→ **Document excerpt**

Github repository dedicated to the automated daily retrieval of all CMS Provider Data Catalog (PDC) datasets, accompanied by storage handling through DoltHub.
Visit the project's Dolt repo: CMS PDC on DoltHub
License: AGPL-3.0
This repository performs daily GET requests to fetch datasets from the CMS Provider Data Catalog (PDC) and stores them systematically. The main objective is to maintain an up-to-date and accessible repository of CMS datasets that are crucial for healthcare analytics and public health informatics.
The CMS PDC covers various healthcare-related themes. Below are some of the key data themes available:
- Dialysis Facilities (DF)
- Doctors and Clinicians
- Home Health Services
- Hospice Care
- Hospitals
- Inpatient Rehabilitation Facilities
- Long-term Care Hospitals
- Nursing Homes Including Rehab Services
- Physician Office Visit Costs
- Supplier Directory (SD)
The project utilizes Python scripts scheduled via crontab (or your custom scheduler) to pull data from the CMS API using specific dataset identifiers located in config/datasets.yml
. The datasets are downloaded in CSV format and stored in a directory structure reflecting their respective themes, ensuring easy navigation and access.
- download_datasets.py: Main Python script that orchestrates the downloading process.

→ **Tasks and exercises**
[a] In the description of the CMS dataset repository, what file holds the dataset identifiers used to pull data from the CMS API?
[b] Write a continuation of the CMS dataset repository description, picking up after its final line.

→ **Given entries**
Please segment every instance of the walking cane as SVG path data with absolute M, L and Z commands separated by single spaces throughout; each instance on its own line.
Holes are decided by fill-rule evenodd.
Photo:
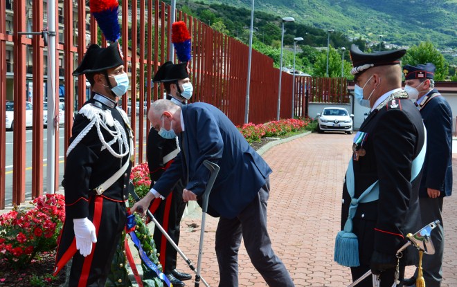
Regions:
M 433 243 L 431 241 L 431 238 L 430 237 L 430 232 L 431 232 L 431 230 L 433 230 L 433 228 L 435 228 L 438 224 L 440 224 L 440 221 L 437 219 L 435 221 L 431 222 L 428 225 L 424 226 L 420 230 L 418 231 L 414 234 L 411 234 L 411 233 L 409 233 L 406 235 L 406 237 L 408 238 L 408 241 L 406 243 L 404 243 L 403 246 L 402 246 L 398 250 L 398 251 L 397 251 L 397 257 L 399 253 L 406 249 L 406 248 L 410 245 L 413 245 L 413 246 L 415 246 L 416 248 L 419 250 L 420 252 L 423 252 L 428 254 L 434 254 L 435 247 L 433 246 Z M 352 282 L 350 285 L 348 286 L 348 287 L 355 286 L 362 280 L 364 280 L 365 278 L 368 277 L 372 274 L 373 272 L 371 272 L 371 270 L 368 270 L 365 274 L 361 275 L 357 280 L 354 281 L 354 282 Z M 373 277 L 373 287 L 377 286 L 376 284 L 378 284 L 377 286 L 379 286 L 379 284 L 380 282 L 379 282 L 379 275 L 376 275 L 375 277 Z M 397 286 L 396 282 L 394 282 L 393 287 L 395 287 L 396 286 Z
M 208 169 L 210 169 L 210 172 L 211 172 L 211 176 L 210 176 L 210 179 L 209 179 L 209 180 L 208 180 L 208 185 L 206 185 L 206 189 L 205 190 L 205 194 L 204 194 L 204 206 L 205 205 L 205 201 L 206 201 L 206 208 L 207 209 L 207 208 L 208 208 L 208 197 L 209 197 L 209 192 L 208 192 L 208 187 L 210 187 L 210 188 L 209 188 L 209 191 L 210 191 L 210 190 L 211 190 L 211 188 L 213 187 L 213 185 L 214 184 L 214 180 L 215 180 L 215 178 L 216 178 L 216 176 L 217 176 L 217 173 L 219 172 L 219 166 L 218 166 L 217 165 L 215 165 L 215 164 L 214 164 L 214 163 L 210 162 L 209 160 L 205 160 L 205 161 L 204 162 L 204 165 L 205 165 L 205 167 L 206 167 Z M 209 167 L 208 167 L 208 166 L 209 166 Z M 213 180 L 212 180 L 212 178 L 213 178 Z M 210 186 L 210 183 L 211 184 Z M 136 194 L 136 192 L 135 192 L 135 189 L 134 189 L 134 188 L 133 183 L 132 183 L 132 181 L 130 181 L 130 182 L 129 183 L 129 191 L 130 194 L 132 195 L 132 196 L 134 198 L 134 199 L 136 201 L 139 201 L 141 198 L 139 198 L 139 196 L 138 196 L 138 194 Z M 205 196 L 205 195 L 206 195 L 206 194 L 208 194 L 208 196 Z M 206 201 L 205 201 L 205 197 L 206 197 Z M 143 210 L 138 210 L 138 212 L 141 212 L 141 213 L 143 212 Z M 178 253 L 179 253 L 179 255 L 181 255 L 181 257 L 183 258 L 183 259 L 184 259 L 184 261 L 186 261 L 186 263 L 187 263 L 187 265 L 189 266 L 189 268 L 190 268 L 190 270 L 192 270 L 192 271 L 194 271 L 194 272 L 198 275 L 198 277 L 199 277 L 199 280 L 201 280 L 201 281 L 203 282 L 203 284 L 204 284 L 206 287 L 210 287 L 210 286 L 209 286 L 209 285 L 208 284 L 208 283 L 205 281 L 205 279 L 204 279 L 200 275 L 200 274 L 199 274 L 199 273 L 200 273 L 199 270 L 198 272 L 197 272 L 197 269 L 196 269 L 195 267 L 194 266 L 194 265 L 193 265 L 193 263 L 192 263 L 192 261 L 190 261 L 190 259 L 186 256 L 186 254 L 182 252 L 182 250 L 181 250 L 178 247 L 178 246 L 174 243 L 174 241 L 173 241 L 173 239 L 172 239 L 171 237 L 170 237 L 170 235 L 168 235 L 168 234 L 167 232 L 165 230 L 165 229 L 163 229 L 163 228 L 162 227 L 162 225 L 161 225 L 161 224 L 159 223 L 159 221 L 157 221 L 157 220 L 156 220 L 156 218 L 154 216 L 154 215 L 152 214 L 152 213 L 149 210 L 146 210 L 146 214 L 147 214 L 147 216 L 150 218 L 150 219 L 151 219 L 151 220 L 152 221 L 152 222 L 154 222 L 154 224 L 155 225 L 155 227 L 156 227 L 157 228 L 159 228 L 159 230 L 162 232 L 162 234 L 163 234 L 163 236 L 165 236 L 165 237 L 167 239 L 167 240 L 168 241 L 168 242 L 170 242 L 170 243 L 172 245 L 172 246 L 173 246 L 173 248 L 174 248 L 174 250 L 175 250 Z M 203 220 L 203 219 L 202 219 L 202 220 Z M 204 228 L 204 223 L 202 222 L 202 224 L 201 224 L 202 226 L 203 226 L 202 228 Z M 201 240 L 200 240 L 200 245 L 201 246 Z M 199 252 L 199 260 L 200 259 L 199 253 L 200 253 L 200 252 Z M 199 266 L 199 263 L 197 265 L 197 266 Z M 196 275 L 195 277 L 196 277 L 195 279 L 197 280 L 197 275 Z
M 197 261 L 197 273 L 195 275 L 195 287 L 199 287 L 200 286 L 200 279 L 202 279 L 201 276 L 200 275 L 200 271 L 201 268 L 201 257 L 203 254 L 203 239 L 205 235 L 205 220 L 206 219 L 206 212 L 208 211 L 208 201 L 209 199 L 209 194 L 210 192 L 211 192 L 211 189 L 214 185 L 214 181 L 216 180 L 216 177 L 219 173 L 219 169 L 220 169 L 219 165 L 214 163 L 211 163 L 208 160 L 205 160 L 203 162 L 203 165 L 208 169 L 209 169 L 211 175 L 210 176 L 209 180 L 208 180 L 208 184 L 206 184 L 206 189 L 205 189 L 205 192 L 203 194 L 203 203 L 201 204 L 201 210 L 203 212 L 201 212 L 201 229 L 200 230 L 200 246 L 198 248 L 198 260 Z

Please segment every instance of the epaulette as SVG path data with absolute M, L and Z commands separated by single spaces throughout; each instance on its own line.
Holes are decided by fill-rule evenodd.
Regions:
M 79 111 L 84 117 L 87 118 L 91 122 L 96 118 L 103 120 L 108 126 L 114 125 L 114 119 L 111 114 L 111 111 L 104 110 L 96 105 L 89 103 L 84 105 Z
M 395 93 L 392 93 L 388 97 L 386 98 L 384 101 L 381 102 L 377 107 L 377 110 L 380 110 L 384 107 L 387 109 L 402 109 L 402 104 L 399 100 L 407 99 L 408 94 L 403 90 L 397 91 Z

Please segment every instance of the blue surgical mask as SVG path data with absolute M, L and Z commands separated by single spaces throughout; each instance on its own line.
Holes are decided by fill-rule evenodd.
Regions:
M 114 93 L 114 95 L 121 97 L 127 93 L 127 90 L 129 89 L 129 77 L 127 75 L 127 73 L 109 77 L 114 77 L 116 81 L 116 86 L 114 86 L 111 89 Z
M 371 92 L 368 98 L 366 100 L 364 98 L 364 88 L 365 88 L 365 86 L 366 86 L 373 77 L 373 75 L 370 77 L 370 79 L 366 81 L 364 86 L 361 88 L 359 86 L 358 84 L 354 86 L 354 95 L 355 96 L 355 100 L 359 102 L 359 104 L 362 107 L 366 107 L 367 108 L 371 108 L 371 106 L 370 105 L 370 98 L 371 98 L 371 95 L 373 95 L 376 89 Z
M 192 93 L 194 91 L 194 87 L 192 86 L 192 83 L 183 84 L 183 92 L 181 93 L 181 96 L 186 100 L 189 100 L 192 98 Z
M 163 115 L 162 115 L 162 127 L 160 127 L 160 131 L 159 131 L 159 136 L 163 138 L 166 138 L 167 140 L 171 140 L 176 138 L 176 133 L 173 131 L 173 122 L 170 122 L 169 131 L 165 129 L 163 125 Z

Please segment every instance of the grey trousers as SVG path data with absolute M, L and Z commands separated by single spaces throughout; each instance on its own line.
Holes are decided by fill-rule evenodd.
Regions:
M 219 287 L 238 286 L 238 250 L 242 237 L 251 261 L 269 286 L 294 286 L 285 266 L 271 249 L 267 231 L 269 196 L 267 178 L 258 196 L 240 214 L 231 219 L 219 219 L 215 243 Z
M 440 287 L 442 279 L 442 254 L 445 249 L 445 232 L 441 216 L 442 201 L 442 197 L 419 198 L 422 225 L 425 225 L 436 219 L 440 220 L 440 224 L 433 230 L 430 236 L 435 246 L 435 254 L 433 255 L 424 254 L 422 257 L 422 274 L 427 287 Z M 414 277 L 418 277 L 417 269 Z

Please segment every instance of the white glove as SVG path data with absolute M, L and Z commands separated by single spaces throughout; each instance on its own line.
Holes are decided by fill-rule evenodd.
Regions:
M 85 257 L 92 252 L 92 243 L 97 242 L 95 226 L 87 217 L 74 219 L 73 224 L 76 238 L 76 249 Z

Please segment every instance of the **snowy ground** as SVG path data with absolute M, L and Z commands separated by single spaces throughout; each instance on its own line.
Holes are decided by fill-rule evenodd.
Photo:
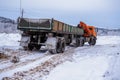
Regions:
M 96 46 L 74 53 L 45 80 L 120 80 L 120 36 L 99 36 Z
M 20 77 L 22 80 L 120 80 L 120 36 L 98 36 L 95 46 L 85 44 L 57 55 L 19 50 L 20 38 L 19 34 L 0 34 L 0 51 L 20 57 L 16 64 L 10 59 L 0 60 L 0 80 L 3 77 Z

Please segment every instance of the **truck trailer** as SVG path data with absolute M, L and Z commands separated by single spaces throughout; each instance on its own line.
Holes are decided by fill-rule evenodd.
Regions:
M 66 45 L 83 46 L 85 42 L 90 45 L 96 43 L 96 31 L 94 27 L 78 24 L 72 26 L 55 19 L 31 19 L 18 18 L 17 28 L 22 31 L 20 45 L 26 50 L 39 50 L 41 46 L 47 46 L 51 53 L 63 53 Z M 91 34 L 87 33 L 86 28 Z M 95 35 L 94 35 L 94 34 Z M 89 36 L 85 36 L 88 34 Z

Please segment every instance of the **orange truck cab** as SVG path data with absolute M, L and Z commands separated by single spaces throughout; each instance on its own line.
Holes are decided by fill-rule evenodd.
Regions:
M 82 28 L 84 30 L 83 37 L 85 38 L 85 42 L 88 42 L 90 45 L 95 45 L 96 39 L 97 39 L 96 38 L 97 33 L 96 33 L 96 30 L 95 30 L 95 27 L 94 26 L 89 26 L 82 21 L 78 24 L 78 27 Z

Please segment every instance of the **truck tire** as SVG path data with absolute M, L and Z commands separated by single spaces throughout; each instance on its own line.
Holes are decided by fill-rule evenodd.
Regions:
M 65 51 L 65 47 L 66 47 L 65 41 L 63 41 L 62 44 L 61 44 L 61 52 L 62 53 Z
M 84 39 L 81 39 L 80 40 L 80 46 L 84 46 L 84 43 L 85 43 Z
M 28 49 L 29 49 L 29 50 L 31 50 L 31 51 L 32 51 L 32 50 L 33 50 L 33 48 L 34 48 L 34 46 L 33 46 L 32 44 L 28 44 Z
M 36 46 L 35 46 L 35 49 L 36 49 L 36 50 L 39 50 L 40 48 L 41 48 L 41 45 L 36 45 Z
M 75 46 L 76 46 L 76 47 L 79 47 L 79 46 L 80 46 L 80 39 L 78 39 L 78 38 L 76 39 Z
M 88 43 L 89 43 L 89 45 L 95 45 L 96 44 L 96 39 L 95 38 L 91 38 Z
M 61 40 L 58 39 L 58 42 L 56 43 L 56 52 L 60 53 L 61 52 Z

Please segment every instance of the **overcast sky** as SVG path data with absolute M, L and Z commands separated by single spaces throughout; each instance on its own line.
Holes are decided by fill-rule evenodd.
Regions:
M 120 28 L 120 0 L 21 0 L 24 17 L 55 18 L 77 25 Z M 0 16 L 17 19 L 20 0 L 0 0 Z

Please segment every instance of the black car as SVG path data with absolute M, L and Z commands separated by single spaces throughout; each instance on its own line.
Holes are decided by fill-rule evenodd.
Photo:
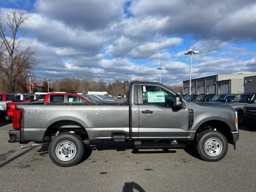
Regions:
M 211 101 L 214 96 L 214 95 L 200 95 L 196 98 L 196 101 L 201 102 Z
M 256 103 L 246 105 L 243 110 L 245 124 L 248 128 L 256 130 Z
M 198 95 L 188 95 L 184 97 L 185 99 L 188 101 L 194 101 L 196 99 Z

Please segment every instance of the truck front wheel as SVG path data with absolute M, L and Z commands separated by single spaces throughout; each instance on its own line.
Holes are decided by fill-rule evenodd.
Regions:
M 84 151 L 84 144 L 80 137 L 71 133 L 58 135 L 51 142 L 49 154 L 52 161 L 61 167 L 75 165 L 81 160 Z
M 206 161 L 218 161 L 228 152 L 228 144 L 221 133 L 206 130 L 200 133 L 196 141 L 196 147 L 200 156 Z

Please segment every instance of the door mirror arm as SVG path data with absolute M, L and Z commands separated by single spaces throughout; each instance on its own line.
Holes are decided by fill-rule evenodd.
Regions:
M 182 109 L 183 108 L 182 100 L 180 94 L 176 94 L 175 98 L 175 102 L 173 106 L 177 109 Z

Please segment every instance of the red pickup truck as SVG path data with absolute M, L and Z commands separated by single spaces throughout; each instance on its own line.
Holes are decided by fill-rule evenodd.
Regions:
M 23 102 L 31 102 L 35 100 L 26 99 L 20 102 L 9 102 L 6 104 L 6 115 L 9 120 L 12 118 L 15 105 Z M 77 94 L 72 93 L 48 93 L 45 95 L 44 103 L 90 103 L 88 100 Z

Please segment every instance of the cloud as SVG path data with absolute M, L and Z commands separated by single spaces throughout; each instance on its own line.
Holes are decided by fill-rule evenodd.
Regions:
M 38 0 L 36 9 L 43 15 L 73 27 L 102 29 L 125 16 L 125 0 Z
M 179 84 L 189 78 L 188 48 L 200 52 L 193 56 L 193 78 L 256 72 L 255 1 L 37 0 L 34 6 L 22 29 L 24 46 L 37 53 L 38 79 L 159 81 L 161 66 L 162 82 Z
M 256 40 L 256 3 L 253 0 L 187 2 L 174 0 L 135 0 L 129 10 L 135 17 L 166 19 L 162 32 L 192 34 L 195 38 L 224 41 Z M 244 29 L 246 30 L 244 30 Z

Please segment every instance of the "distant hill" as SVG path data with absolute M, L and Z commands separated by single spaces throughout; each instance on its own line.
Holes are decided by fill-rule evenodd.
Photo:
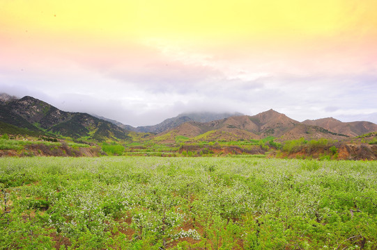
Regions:
M 60 135 L 98 142 L 142 138 L 171 142 L 176 141 L 177 136 L 192 142 L 258 140 L 268 136 L 278 141 L 300 138 L 344 140 L 377 131 L 377 124 L 369 122 L 342 122 L 330 117 L 300 122 L 272 109 L 253 116 L 183 113 L 154 126 L 134 128 L 102 117 L 65 112 L 27 96 L 17 99 L 1 94 L 0 108 L 0 133 Z
M 159 133 L 176 128 L 187 122 L 208 122 L 238 115 L 240 115 L 240 113 L 217 113 L 211 112 L 183 113 L 175 117 L 167 119 L 157 125 L 138 126 L 134 131 L 136 132 Z
M 126 131 L 111 122 L 86 113 L 64 112 L 27 96 L 1 104 L 0 122 L 39 134 L 49 133 L 75 139 L 101 142 L 129 138 Z
M 6 93 L 0 93 L 0 104 L 6 104 L 10 101 L 17 99 L 18 98 L 17 97 L 11 96 Z
M 348 136 L 358 136 L 364 133 L 377 131 L 377 124 L 369 122 L 342 122 L 332 117 L 316 120 L 305 120 L 304 124 L 315 125 L 329 131 L 342 133 Z
M 273 136 L 280 141 L 300 138 L 307 140 L 341 140 L 350 136 L 377 131 L 377 125 L 367 122 L 355 122 L 346 124 L 339 122 L 340 124 L 337 124 L 339 127 L 347 128 L 351 126 L 353 133 L 347 134 L 347 130 L 330 129 L 332 127 L 323 126 L 324 124 L 321 123 L 301 123 L 284 114 L 270 110 L 254 116 L 233 116 L 209 122 L 187 122 L 160 133 L 155 138 L 166 142 L 173 142 L 177 135 L 190 138 L 194 141 L 250 140 L 267 136 Z

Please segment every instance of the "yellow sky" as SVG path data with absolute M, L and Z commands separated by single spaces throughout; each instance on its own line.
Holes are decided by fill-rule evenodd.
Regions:
M 11 32 L 62 35 L 268 39 L 377 25 L 374 0 L 3 0 L 0 8 L 0 24 Z

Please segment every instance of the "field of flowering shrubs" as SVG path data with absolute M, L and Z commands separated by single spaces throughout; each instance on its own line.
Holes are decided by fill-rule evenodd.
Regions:
M 377 162 L 1 158 L 0 249 L 377 249 Z

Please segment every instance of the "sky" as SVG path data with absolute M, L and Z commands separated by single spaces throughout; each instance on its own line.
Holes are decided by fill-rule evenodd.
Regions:
M 0 92 L 132 126 L 377 123 L 376 0 L 0 0 Z

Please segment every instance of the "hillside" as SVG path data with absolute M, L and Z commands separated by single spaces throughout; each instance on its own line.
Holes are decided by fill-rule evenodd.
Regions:
M 364 133 L 377 131 L 377 124 L 369 122 L 342 122 L 332 117 L 316 120 L 305 120 L 304 124 L 318 126 L 329 131 L 344 134 L 348 136 L 358 136 Z
M 350 124 L 339 122 L 341 125 L 339 125 L 341 128 L 350 127 Z M 203 123 L 188 122 L 160 133 L 155 138 L 158 140 L 164 138 L 165 142 L 173 142 L 176 136 L 187 137 L 190 138 L 190 141 L 259 140 L 267 136 L 276 138 L 279 141 L 301 138 L 306 140 L 344 140 L 350 136 L 357 136 L 377 131 L 377 125 L 367 122 L 348 123 L 351 125 L 355 124 L 354 127 L 352 127 L 352 131 L 354 131 L 352 135 L 342 133 L 347 132 L 347 130 L 330 131 L 325 126 L 320 126 L 321 124 L 308 123 L 299 122 L 284 114 L 270 110 L 254 116 L 233 116 Z M 357 128 L 358 130 L 356 129 Z
M 62 111 L 31 97 L 3 104 L 0 121 L 39 134 L 49 133 L 74 139 L 101 142 L 129 138 L 126 131 L 111 122 L 86 113 Z
M 229 112 L 187 112 L 180 114 L 178 116 L 172 118 L 169 118 L 164 120 L 162 122 L 152 126 L 141 126 L 137 128 L 132 127 L 129 125 L 122 124 L 116 121 L 111 122 L 121 128 L 139 133 L 160 133 L 173 129 L 180 124 L 187 122 L 208 122 L 213 120 L 221 119 L 230 117 L 233 115 L 241 115 L 239 112 L 229 113 Z

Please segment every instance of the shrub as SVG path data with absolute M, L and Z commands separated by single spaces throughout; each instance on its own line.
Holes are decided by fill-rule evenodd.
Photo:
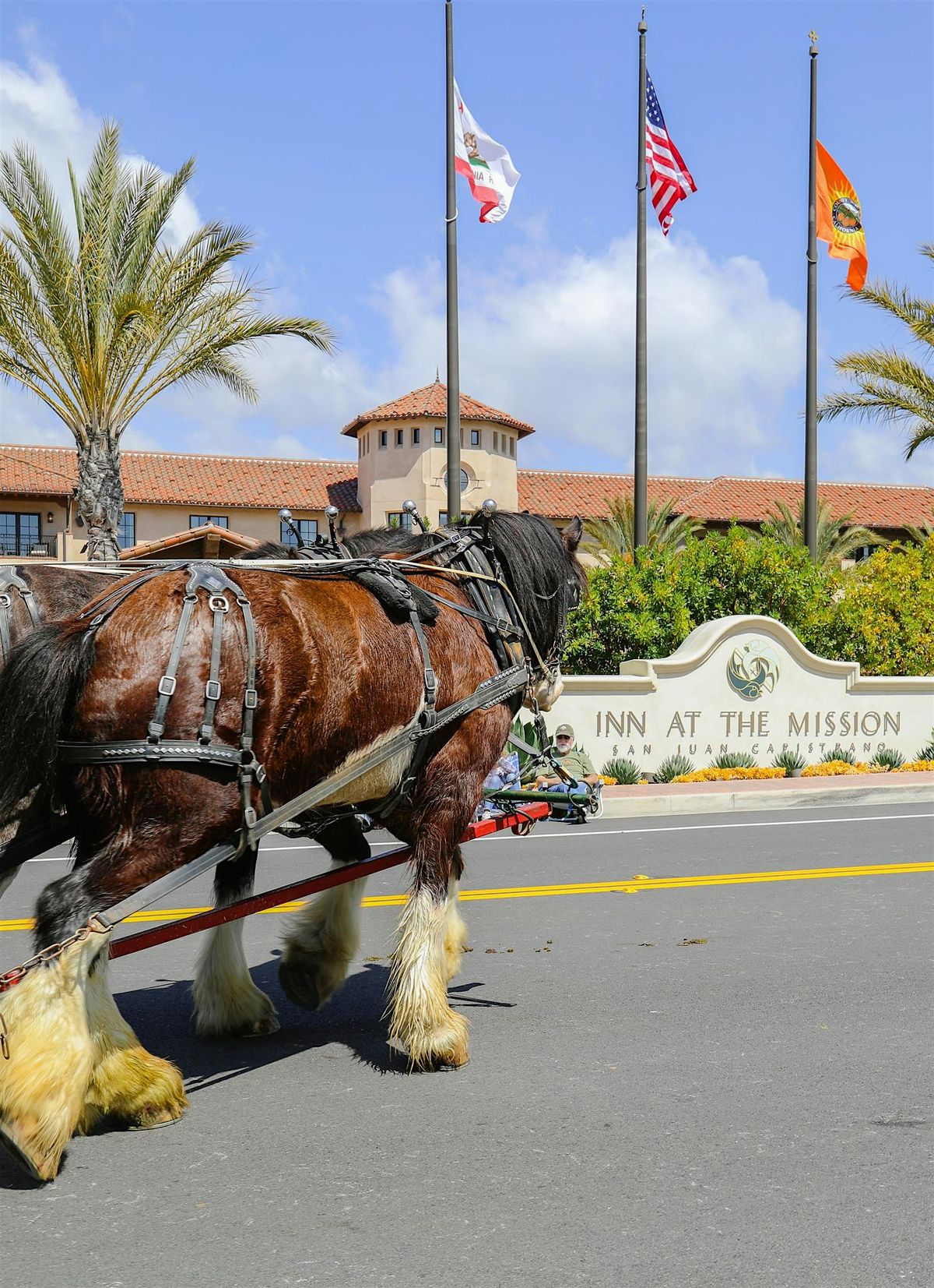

→ **Outputs in order**
[a] config/datasets.yml

[b]
- config/datasets.yml: YAML file containing dataset identifiers and themes.
- data/: Directory where downloaded datasets are stored by theme and dataset ID.
To run the project scripts or contribute, you need:
- Python 3.x
- Dependencies from
requirements.txt
-
Clone the repository:
git clone https://github.com/<your-github>/cms-pdc.git cd cms-pdc
-
Install dependencies:
pip install -r requirements.txt
-
Set up the scheduler for daily runs or execute the script manually:
python3 hippo/download_datasets.py
Contributions to enhance the functionality, improve data extraction, or refine storage mechanisms are welcome! Please fork the repository, make your changes, and submit a pull request.
Please ensure that the use of data fetched through CMS PDC is compliant with the data use agreements and legal stipulations provided on the CMS Data Website.